▶ **Exercise**: Turn the lines from the one containing "Above is a photo. Locate every leaf" up to and including the one containing "left=78, top=0, right=206, bottom=89" into a Markdown table with the columns Row and Line, skipping any blank lines.

▶ **Entries provided**:
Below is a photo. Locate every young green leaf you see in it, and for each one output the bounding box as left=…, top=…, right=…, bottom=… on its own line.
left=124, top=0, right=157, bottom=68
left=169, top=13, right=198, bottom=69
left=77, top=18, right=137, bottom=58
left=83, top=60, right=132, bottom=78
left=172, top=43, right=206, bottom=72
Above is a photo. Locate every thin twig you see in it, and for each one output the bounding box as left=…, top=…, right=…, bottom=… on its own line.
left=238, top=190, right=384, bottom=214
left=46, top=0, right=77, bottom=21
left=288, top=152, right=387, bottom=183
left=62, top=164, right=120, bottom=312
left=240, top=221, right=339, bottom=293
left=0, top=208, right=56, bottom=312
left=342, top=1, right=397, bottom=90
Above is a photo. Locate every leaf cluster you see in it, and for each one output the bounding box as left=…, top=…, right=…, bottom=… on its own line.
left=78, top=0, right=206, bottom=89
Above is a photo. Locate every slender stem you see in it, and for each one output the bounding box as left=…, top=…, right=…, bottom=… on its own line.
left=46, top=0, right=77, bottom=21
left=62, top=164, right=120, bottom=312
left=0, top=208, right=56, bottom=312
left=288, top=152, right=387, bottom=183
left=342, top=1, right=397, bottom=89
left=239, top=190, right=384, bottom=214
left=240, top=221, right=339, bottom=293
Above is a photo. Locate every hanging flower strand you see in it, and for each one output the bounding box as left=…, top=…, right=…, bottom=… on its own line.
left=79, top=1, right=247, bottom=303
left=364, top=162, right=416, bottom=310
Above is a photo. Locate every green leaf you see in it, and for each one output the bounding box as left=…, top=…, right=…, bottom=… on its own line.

▶ **Exercise response**:
| Row | Line |
|---|---|
| 1 | Above is a photo. Locate every leaf cluster you see in it, and for each one output the bounding box as left=…, top=…, right=…, bottom=… on its own line. |
| 2 | left=78, top=0, right=206, bottom=89 |